═════ Exercise data

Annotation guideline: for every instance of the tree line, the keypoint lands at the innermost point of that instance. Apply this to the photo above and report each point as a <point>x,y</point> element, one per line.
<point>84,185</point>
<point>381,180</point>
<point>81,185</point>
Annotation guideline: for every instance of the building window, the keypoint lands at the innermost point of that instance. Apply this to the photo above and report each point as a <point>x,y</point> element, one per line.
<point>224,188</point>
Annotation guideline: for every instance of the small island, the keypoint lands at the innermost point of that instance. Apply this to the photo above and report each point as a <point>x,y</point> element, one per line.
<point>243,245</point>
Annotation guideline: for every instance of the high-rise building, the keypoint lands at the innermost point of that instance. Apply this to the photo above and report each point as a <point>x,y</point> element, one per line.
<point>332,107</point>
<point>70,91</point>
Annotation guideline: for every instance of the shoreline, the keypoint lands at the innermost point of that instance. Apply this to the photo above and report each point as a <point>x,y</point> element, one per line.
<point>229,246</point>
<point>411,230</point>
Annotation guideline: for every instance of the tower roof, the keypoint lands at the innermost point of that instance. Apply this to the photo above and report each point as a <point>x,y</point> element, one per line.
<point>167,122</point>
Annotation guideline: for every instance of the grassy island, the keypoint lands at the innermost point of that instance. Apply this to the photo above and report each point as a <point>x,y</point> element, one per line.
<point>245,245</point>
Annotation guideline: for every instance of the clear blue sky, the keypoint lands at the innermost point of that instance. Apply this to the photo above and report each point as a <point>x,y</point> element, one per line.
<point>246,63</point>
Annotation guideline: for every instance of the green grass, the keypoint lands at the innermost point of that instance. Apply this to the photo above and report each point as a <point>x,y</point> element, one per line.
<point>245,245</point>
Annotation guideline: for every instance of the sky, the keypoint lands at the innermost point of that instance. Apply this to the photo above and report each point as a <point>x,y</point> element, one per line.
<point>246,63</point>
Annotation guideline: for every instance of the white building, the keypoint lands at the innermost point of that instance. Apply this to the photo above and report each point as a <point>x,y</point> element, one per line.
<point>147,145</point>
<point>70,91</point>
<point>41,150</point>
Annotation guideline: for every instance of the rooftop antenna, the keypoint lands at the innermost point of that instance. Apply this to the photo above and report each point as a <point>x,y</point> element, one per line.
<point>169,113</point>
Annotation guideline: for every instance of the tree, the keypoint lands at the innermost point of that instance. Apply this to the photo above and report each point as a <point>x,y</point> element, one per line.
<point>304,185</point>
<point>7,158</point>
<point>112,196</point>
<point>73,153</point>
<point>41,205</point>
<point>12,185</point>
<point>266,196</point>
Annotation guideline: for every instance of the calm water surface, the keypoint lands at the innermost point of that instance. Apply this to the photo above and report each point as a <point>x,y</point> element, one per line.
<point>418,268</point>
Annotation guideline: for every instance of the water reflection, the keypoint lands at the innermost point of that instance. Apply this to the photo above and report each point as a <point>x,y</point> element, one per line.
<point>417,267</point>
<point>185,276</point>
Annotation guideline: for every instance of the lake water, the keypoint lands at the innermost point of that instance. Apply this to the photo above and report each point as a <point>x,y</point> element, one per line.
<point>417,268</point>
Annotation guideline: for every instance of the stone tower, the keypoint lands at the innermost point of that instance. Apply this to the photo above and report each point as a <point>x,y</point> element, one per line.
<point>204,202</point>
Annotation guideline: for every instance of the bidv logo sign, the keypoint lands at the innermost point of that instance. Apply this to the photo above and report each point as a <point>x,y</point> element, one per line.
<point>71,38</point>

══════════
═════ Exercise data

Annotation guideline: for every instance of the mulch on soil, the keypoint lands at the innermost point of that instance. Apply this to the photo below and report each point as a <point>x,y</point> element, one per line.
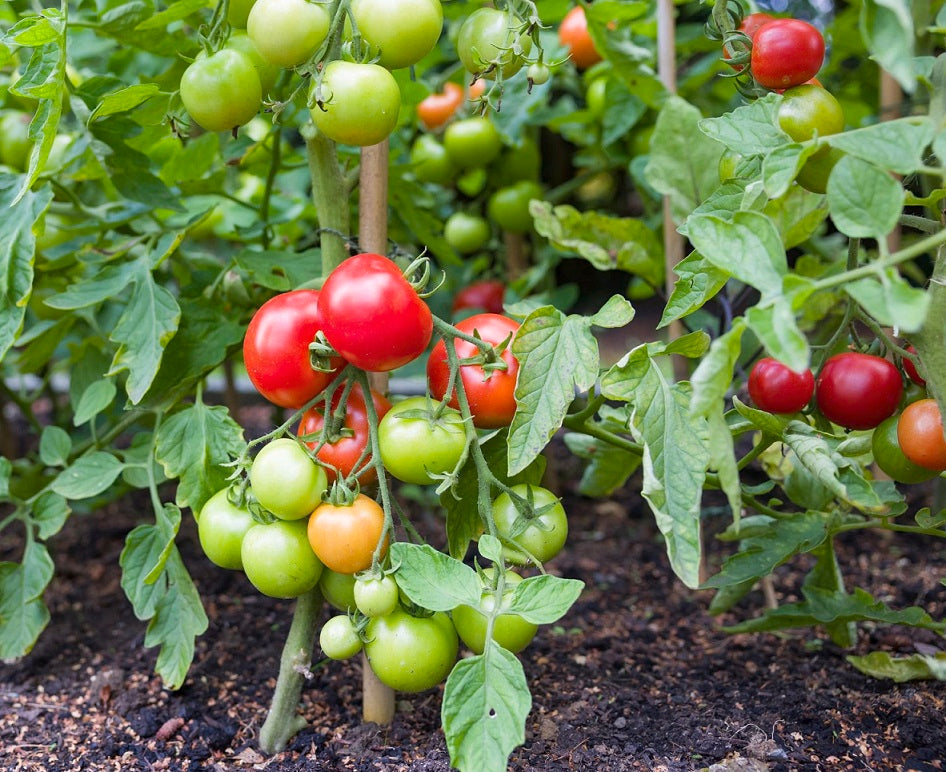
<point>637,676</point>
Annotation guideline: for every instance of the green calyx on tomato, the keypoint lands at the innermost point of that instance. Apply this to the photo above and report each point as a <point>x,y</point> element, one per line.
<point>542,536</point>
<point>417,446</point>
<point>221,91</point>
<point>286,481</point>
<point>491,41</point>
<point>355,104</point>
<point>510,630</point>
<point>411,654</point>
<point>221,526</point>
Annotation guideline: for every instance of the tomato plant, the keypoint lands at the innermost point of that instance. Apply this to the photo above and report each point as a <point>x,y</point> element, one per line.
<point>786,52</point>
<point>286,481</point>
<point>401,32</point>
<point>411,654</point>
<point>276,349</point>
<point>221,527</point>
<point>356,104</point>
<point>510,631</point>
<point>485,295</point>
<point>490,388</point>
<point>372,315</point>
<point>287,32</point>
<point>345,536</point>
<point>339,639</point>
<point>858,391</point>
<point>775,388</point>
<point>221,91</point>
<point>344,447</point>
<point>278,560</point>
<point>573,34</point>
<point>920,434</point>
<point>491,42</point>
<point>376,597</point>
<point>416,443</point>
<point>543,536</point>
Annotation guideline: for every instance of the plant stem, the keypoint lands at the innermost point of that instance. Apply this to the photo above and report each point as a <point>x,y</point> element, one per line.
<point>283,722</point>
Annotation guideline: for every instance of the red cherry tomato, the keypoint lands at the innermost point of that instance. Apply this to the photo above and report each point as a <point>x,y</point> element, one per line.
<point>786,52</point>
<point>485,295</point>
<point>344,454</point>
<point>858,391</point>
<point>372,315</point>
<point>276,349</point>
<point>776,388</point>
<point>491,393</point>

══════════
═════ Exercise data

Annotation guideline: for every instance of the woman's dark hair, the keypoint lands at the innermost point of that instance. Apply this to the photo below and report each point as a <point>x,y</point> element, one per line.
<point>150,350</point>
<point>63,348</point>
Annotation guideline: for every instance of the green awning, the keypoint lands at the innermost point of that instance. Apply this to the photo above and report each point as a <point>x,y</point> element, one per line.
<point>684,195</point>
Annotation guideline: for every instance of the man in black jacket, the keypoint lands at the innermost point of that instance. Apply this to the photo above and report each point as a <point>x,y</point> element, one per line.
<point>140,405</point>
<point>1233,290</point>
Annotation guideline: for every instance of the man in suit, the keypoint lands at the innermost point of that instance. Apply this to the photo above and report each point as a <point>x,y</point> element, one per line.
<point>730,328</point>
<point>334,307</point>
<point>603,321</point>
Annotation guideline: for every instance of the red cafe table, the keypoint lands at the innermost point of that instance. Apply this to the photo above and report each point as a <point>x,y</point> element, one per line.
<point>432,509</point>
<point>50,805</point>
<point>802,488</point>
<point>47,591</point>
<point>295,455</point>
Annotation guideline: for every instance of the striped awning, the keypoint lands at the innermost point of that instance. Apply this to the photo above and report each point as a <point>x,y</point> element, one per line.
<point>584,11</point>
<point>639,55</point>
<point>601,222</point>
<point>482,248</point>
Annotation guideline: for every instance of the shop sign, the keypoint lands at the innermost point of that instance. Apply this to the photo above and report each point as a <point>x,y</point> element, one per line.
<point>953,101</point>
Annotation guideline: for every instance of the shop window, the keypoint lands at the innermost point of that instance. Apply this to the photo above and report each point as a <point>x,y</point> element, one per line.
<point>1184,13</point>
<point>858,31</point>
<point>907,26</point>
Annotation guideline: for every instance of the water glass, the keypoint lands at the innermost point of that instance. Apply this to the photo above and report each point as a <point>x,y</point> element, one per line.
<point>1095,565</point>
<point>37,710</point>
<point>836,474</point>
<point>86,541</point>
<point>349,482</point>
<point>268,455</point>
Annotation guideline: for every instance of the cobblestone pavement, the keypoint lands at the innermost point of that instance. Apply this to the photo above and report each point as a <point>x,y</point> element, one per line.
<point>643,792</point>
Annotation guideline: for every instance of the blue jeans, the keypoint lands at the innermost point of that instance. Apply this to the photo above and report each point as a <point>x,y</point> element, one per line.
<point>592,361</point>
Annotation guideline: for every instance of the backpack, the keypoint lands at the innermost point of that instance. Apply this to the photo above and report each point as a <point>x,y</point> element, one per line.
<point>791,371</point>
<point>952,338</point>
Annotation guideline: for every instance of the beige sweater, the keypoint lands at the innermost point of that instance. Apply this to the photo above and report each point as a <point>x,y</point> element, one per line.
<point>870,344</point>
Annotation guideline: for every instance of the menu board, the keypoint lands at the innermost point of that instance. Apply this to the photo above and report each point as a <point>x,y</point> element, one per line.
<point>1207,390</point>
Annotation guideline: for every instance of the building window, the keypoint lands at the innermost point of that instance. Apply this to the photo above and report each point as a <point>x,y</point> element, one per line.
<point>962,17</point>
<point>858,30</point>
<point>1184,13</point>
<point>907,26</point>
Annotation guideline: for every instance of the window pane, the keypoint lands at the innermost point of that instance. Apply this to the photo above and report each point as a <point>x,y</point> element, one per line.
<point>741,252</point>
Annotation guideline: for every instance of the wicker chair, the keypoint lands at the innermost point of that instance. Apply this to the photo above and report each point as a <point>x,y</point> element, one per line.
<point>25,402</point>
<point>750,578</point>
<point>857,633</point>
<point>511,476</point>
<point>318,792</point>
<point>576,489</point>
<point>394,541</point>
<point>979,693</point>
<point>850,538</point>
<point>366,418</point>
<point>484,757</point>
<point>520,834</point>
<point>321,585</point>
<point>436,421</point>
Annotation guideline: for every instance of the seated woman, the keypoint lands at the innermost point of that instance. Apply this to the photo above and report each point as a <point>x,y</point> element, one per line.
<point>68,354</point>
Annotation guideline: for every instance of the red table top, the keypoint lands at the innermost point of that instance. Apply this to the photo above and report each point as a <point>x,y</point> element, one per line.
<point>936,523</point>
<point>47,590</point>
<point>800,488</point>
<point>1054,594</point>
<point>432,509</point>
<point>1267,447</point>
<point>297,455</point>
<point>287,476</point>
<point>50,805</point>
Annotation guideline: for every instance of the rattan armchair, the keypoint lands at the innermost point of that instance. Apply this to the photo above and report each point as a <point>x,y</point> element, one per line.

══════════

An exact copy of the lines above, from the one containing "Annotation guideline: for every instance of the window" through the one containing "Annotation guideline: for every instance of the rattan", is the whole of the answer.

Annotation guideline: for every instance of the window pane, the keypoint lands at the innermost point of that instance. Apply this to the photo above and report each point as a <point>x,y</point> element, one per line.
<point>741,252</point>
Annotation guideline: for every instance of the wicker chair, the keypoint lands at the innermost point of that instance. Apply this to the photo above and report each point as a <point>x,y</point> element, one per line.
<point>25,402</point>
<point>750,578</point>
<point>857,633</point>
<point>511,476</point>
<point>318,792</point>
<point>576,489</point>
<point>394,541</point>
<point>979,693</point>
<point>850,538</point>
<point>366,418</point>
<point>484,757</point>
<point>520,834</point>
<point>321,585</point>
<point>436,421</point>
Annotation guideline: for every instance of the seated woman, the keypoint lands at the innermost point of that instance. Apply this to the photo above and report each point as a <point>x,y</point> element, one per line.
<point>68,354</point>
Annotation guideline: for every instance of the red table top, the keypoint lands at the innermost point of that instance. Apply this to the photo above and report each point as a <point>x,y</point> element, one per line.
<point>936,523</point>
<point>47,590</point>
<point>800,488</point>
<point>1054,594</point>
<point>432,509</point>
<point>1267,447</point>
<point>297,455</point>
<point>287,476</point>
<point>50,805</point>
Annotation guideline: for every instance of the rattan armchair, the keypoint lands at the innermost point of that instance. Apply this to the photo above and report each point as a <point>x,y</point> element, one per line.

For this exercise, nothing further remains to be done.